* **Do this**:
Would you quote every entry exactly, dropping only the pictures?

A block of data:
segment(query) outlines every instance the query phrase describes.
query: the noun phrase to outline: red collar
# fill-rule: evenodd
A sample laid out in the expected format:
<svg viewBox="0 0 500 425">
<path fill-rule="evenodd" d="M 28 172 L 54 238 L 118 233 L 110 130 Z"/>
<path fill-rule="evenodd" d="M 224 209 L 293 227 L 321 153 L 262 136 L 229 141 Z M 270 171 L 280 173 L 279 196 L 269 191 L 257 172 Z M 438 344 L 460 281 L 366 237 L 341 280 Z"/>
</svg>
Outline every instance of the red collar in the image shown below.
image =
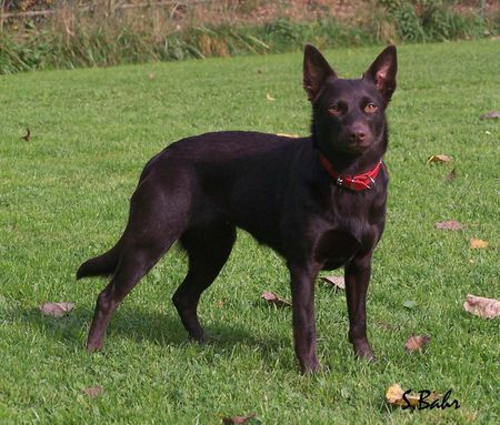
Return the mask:
<svg viewBox="0 0 500 425">
<path fill-rule="evenodd" d="M 374 185 L 374 180 L 379 174 L 380 166 L 382 165 L 382 160 L 380 160 L 377 165 L 366 173 L 357 174 L 357 175 L 340 175 L 331 165 L 330 161 L 327 156 L 324 156 L 320 152 L 320 161 L 323 169 L 327 170 L 328 174 L 336 181 L 336 184 L 346 189 L 350 189 L 351 191 L 364 191 L 370 190 Z"/>
</svg>

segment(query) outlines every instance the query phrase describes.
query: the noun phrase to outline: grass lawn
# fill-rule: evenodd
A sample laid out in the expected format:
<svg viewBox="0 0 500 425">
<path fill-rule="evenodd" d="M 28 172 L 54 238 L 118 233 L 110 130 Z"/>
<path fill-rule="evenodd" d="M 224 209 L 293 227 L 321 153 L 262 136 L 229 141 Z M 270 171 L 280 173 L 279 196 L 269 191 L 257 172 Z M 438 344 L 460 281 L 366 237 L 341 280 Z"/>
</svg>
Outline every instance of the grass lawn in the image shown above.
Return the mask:
<svg viewBox="0 0 500 425">
<path fill-rule="evenodd" d="M 380 50 L 326 55 L 358 77 Z M 468 293 L 500 298 L 500 129 L 479 120 L 500 108 L 498 58 L 498 41 L 399 49 L 388 223 L 368 301 L 379 362 L 353 358 L 344 294 L 319 282 L 323 367 L 309 377 L 298 373 L 291 311 L 260 300 L 266 290 L 290 297 L 288 272 L 243 232 L 200 304 L 220 340 L 210 346 L 187 340 L 171 304 L 186 274 L 178 250 L 126 300 L 92 356 L 83 343 L 106 282 L 74 280 L 121 234 L 139 173 L 166 144 L 229 129 L 307 134 L 301 54 L 1 77 L 0 423 L 218 424 L 249 413 L 262 424 L 499 423 L 499 321 L 462 311 Z M 427 164 L 431 154 L 452 161 Z M 436 230 L 444 220 L 466 227 Z M 471 237 L 489 246 L 471 250 Z M 39 304 L 58 301 L 76 308 L 41 315 Z M 428 348 L 407 354 L 410 334 L 429 335 Z M 452 389 L 461 407 L 389 408 L 393 383 Z M 91 386 L 103 392 L 91 398 Z"/>
</svg>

* **Full output**:
segment(query) outlines every instance the query phrase describes.
query: the noun phrase to outline: red collar
# fill-rule: evenodd
A sample laid out in the expected format:
<svg viewBox="0 0 500 425">
<path fill-rule="evenodd" d="M 28 172 L 54 238 L 118 233 L 110 130 Z"/>
<path fill-rule="evenodd" d="M 224 209 L 293 227 L 321 153 L 262 136 L 229 141 Z M 270 171 L 280 173 L 279 196 L 269 191 L 257 172 Z M 438 344 L 460 281 L 366 237 L 341 280 Z"/>
</svg>
Outline every instance of the red collar in the image shown below.
image =
Return the mask:
<svg viewBox="0 0 500 425">
<path fill-rule="evenodd" d="M 374 185 L 374 180 L 379 174 L 380 166 L 382 165 L 382 160 L 380 160 L 377 165 L 366 173 L 357 174 L 357 175 L 340 175 L 331 165 L 330 161 L 327 156 L 324 156 L 320 152 L 320 161 L 323 169 L 327 170 L 328 174 L 336 181 L 336 184 L 346 189 L 350 189 L 351 191 L 364 191 L 370 190 Z"/>
</svg>

segment(query) outlines every instance the query phrase describes.
query: the noun phrase to outline: grass lawn
# fill-rule: evenodd
A sample laid out in the expected format:
<svg viewBox="0 0 500 425">
<path fill-rule="evenodd" d="M 28 172 L 54 238 L 118 233 L 110 130 Z"/>
<path fill-rule="evenodd" d="M 224 209 L 293 227 L 321 153 L 262 136 L 229 141 Z M 270 171 L 280 173 L 279 196 L 269 191 L 257 172 Z M 438 344 L 460 281 L 366 237 L 341 280 Z"/>
</svg>
Outline every instance of the grass lawn in the image shown above.
Return the mask:
<svg viewBox="0 0 500 425">
<path fill-rule="evenodd" d="M 380 50 L 326 55 L 358 77 Z M 468 293 L 500 298 L 500 129 L 479 120 L 500 108 L 498 58 L 498 41 L 399 49 L 388 223 L 368 301 L 379 362 L 353 358 L 344 294 L 319 282 L 323 367 L 309 377 L 298 373 L 291 311 L 260 300 L 266 290 L 290 297 L 288 272 L 243 232 L 200 304 L 220 340 L 210 346 L 187 340 L 171 304 L 186 274 L 178 250 L 126 300 L 92 356 L 83 343 L 106 282 L 74 280 L 121 234 L 139 173 L 166 144 L 229 129 L 307 134 L 301 54 L 1 77 L 0 423 L 218 424 L 249 413 L 262 424 L 499 423 L 499 321 L 462 311 Z M 427 164 L 431 154 L 452 161 Z M 436 230 L 444 220 L 466 227 Z M 471 237 L 489 246 L 471 250 Z M 39 304 L 58 301 L 76 308 L 41 315 Z M 428 348 L 407 354 L 410 334 L 429 335 Z M 452 389 L 461 407 L 389 408 L 393 383 Z M 91 386 L 103 392 L 91 398 Z"/>
</svg>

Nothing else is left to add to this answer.